• Textauszug
● ● ● ●

3.2.1.2b – Renate DAUM: So ging die ComRoad-Affäre weiter

Renate DAUM: So ging die ComRoad-Affäre weiter

Beraubte Aktionäre: Der Staat reißt sich die Beute unter den Nagel

Für die geschädigten Aktionäre sah es zunächst ganz gut aus. Sowohl die ComRoad AG als auch Bodo SCHNABEL besaßen Wertpapiere und Bargeld – Wert etwa 30 Millionen Euro. In ähnlicher Höhe hatte SCHNABEL von Aktienverkäufen persönlich profitiert. Im Gegensatz zu vielen anderen Skandalfällen hatten die Anleger hier eine Chance, zumindest einen Teil ihres Schadens ersetzt zu bekommen. Doch der Staat warf ihnen einen Knüppel zwischen die Beine.
Der Pferdefuß im Urteil gegen das Ehepaar Schnabel war auf den ersten Blick nicht erkennbar: Mit der Urteilsverkündung vom 21. November 2002 verfügte der Richter gleichzeitig einen so genannten Verfall der auf ‚krummen Wegen‘ realisierten Vermögensvorteile (§§ 73 I bis III, 73a StGB). Bedeutete: Gut 20 Millionen Euro aus dem Vermögen der Familie Schnabel wurden dem Staat übereignet. Wer einen Schaden habe, könne sich an ComRoad halten, führte der Richter aus. Dem Unternehmen sei es wiederum möglich, die SCHNABEL‘s in Anspruch zu nehmen, falls die Anleger die ComRoad auf Schadensersatz in Anspruch nehmen wollten. „Durch dieses Vorgehen ist gesichert, dass Ansprüche trotz bestehenden Verfalls befriedigt werden können und ebenso dem Täter nicht die Früchte seiner Straftaten erhalten bleiben“, erklärte der Richter. Das klang nach einer fairen Lösung.

● ● ● ●

• Aufgaben
• a. Welchen ungefähren Wert hatten laut dem Text zur ComRoad-Affäre die Wertpapiere und das Bargeld der ComRoad AG und von Bodo SCHNABEL zusammen?
• b. Führen Sie den Text zur ComRoad-Affäre im Anschluss an seinen letzten Satz fort.
Die Zeilen im Material haben mit dem Text zur ComRoad-Affäre nichts zu tun.

• Material
● ● ● ●

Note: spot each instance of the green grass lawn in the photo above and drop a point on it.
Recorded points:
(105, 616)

● ● ● ●

• Ergebnisse
• a. Etwa 30 Millionen Euro.

• b.
Mir fiel das breite Grinsen des zuständigen Staatsanwalts auf, als er nach Prozessende vor das Mikrofon eines Rundfunkjournalisten trat. Er hob die Millionen für die Staatskasse als besonderen Erfolg hervor. Die Freude über den Geldregen war nachvollziehbar, denn ähnliche Fälle im Jahr 2002 hatten dem Freistaat Bayern weniger als eine Million Euro zusätzlich in die Kassen gespült. Ich dachte mir, dass sich die Strafverfolger wohl auch sehr sicher waren, nichts von der Beute mit den Anlegern teilen zu müssen.

Ein Anlegeranwalt erklärte mir den Haken an der gerichtlichen Regelung. ComRoad hatte nur Zugriff auf den Teil, den sich das Unternehmen vorrangig, also zeitlich vor der Staatsanwaltschaft, im Rahmen eines so genannten Arrest-Antrages gesichert hatte. Das betraf aber weniger als drei Millionen von den 20 Millionen Euro. Der Staat war somit der große Nutznießer dieses Skandals.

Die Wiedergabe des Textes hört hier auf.